Look below for the line with "TARGET = lamp post", and from there restate every line word for word until the entries end.

Object location annotation data:
>>>>>

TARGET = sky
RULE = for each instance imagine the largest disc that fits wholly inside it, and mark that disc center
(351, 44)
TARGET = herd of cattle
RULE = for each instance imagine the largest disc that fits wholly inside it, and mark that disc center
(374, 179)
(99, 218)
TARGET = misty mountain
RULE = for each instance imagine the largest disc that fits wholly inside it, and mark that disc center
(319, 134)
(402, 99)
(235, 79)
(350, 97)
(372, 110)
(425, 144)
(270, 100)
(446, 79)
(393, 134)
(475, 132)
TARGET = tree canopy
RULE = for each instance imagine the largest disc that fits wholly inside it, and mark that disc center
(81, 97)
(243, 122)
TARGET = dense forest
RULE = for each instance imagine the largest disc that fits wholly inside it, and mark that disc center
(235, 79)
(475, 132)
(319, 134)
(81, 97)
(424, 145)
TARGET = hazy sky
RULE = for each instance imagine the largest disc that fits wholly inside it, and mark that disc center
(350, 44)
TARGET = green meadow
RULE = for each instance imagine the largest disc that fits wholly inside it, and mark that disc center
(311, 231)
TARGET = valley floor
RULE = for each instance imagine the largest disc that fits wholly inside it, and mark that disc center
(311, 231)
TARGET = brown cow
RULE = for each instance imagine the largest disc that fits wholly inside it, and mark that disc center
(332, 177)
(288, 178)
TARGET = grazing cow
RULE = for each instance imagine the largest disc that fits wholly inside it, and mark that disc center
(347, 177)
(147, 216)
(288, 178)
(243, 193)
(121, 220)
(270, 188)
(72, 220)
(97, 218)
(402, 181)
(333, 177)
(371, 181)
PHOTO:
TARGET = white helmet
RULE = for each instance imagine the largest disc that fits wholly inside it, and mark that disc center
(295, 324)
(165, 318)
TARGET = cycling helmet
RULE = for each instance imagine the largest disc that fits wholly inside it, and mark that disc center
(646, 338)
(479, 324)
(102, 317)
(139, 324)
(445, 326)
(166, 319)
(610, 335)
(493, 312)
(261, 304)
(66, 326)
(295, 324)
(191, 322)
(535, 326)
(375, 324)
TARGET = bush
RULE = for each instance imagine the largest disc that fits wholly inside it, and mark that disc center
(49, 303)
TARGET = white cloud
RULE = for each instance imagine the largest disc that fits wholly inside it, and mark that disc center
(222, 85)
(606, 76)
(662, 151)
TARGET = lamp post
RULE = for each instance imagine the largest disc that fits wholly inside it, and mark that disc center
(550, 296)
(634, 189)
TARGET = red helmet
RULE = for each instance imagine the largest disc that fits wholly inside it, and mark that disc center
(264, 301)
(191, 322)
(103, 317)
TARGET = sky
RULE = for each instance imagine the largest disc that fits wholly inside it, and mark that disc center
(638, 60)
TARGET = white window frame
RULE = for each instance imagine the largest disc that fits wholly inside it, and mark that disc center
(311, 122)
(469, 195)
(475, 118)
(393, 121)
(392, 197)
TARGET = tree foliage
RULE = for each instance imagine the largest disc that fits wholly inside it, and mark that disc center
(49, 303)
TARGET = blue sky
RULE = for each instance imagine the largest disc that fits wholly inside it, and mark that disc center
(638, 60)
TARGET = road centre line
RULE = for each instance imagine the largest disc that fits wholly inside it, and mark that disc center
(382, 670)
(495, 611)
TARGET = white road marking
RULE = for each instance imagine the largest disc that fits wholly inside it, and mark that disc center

<<<<<

▶ _Correct answer_:
TARGET = lamp post
RULE = for each instance imagine the largest disc that fits wholly inside it, and mark that disc center
(550, 296)
(634, 189)
TARGET = red helmet
RULE = for each instance imagine the largest disc that fits wholly inside it, and mark that disc center
(264, 301)
(191, 322)
(103, 317)
TARGET = sky
RULE = for each instance imagine the largest disc that fits wholly inside it, and mark that disc center
(638, 60)
TARGET = white window frame
RULE = for each instance imagine the largest disc that fits wholly inside it, and mark that disc center
(311, 122)
(469, 195)
(475, 118)
(393, 121)
(392, 197)
TARGET = tree foliage
RULE = for each instance imagine the largest disc that fits wholly inside it, and mark that disc center
(49, 303)
TARGET = blue sky
RULE = for each instance imagine the largest disc that fits wholly inside it, and mark that disc center
(638, 60)
TARGET = road centre line
RULE = for each instance imagine the largest disc that fits wholly inside it, and mark that disc center
(382, 670)
(495, 611)
TARGET = white road marking
RULE = for each instance imagine the largest disc that fits wholly inside it, and mark that disc center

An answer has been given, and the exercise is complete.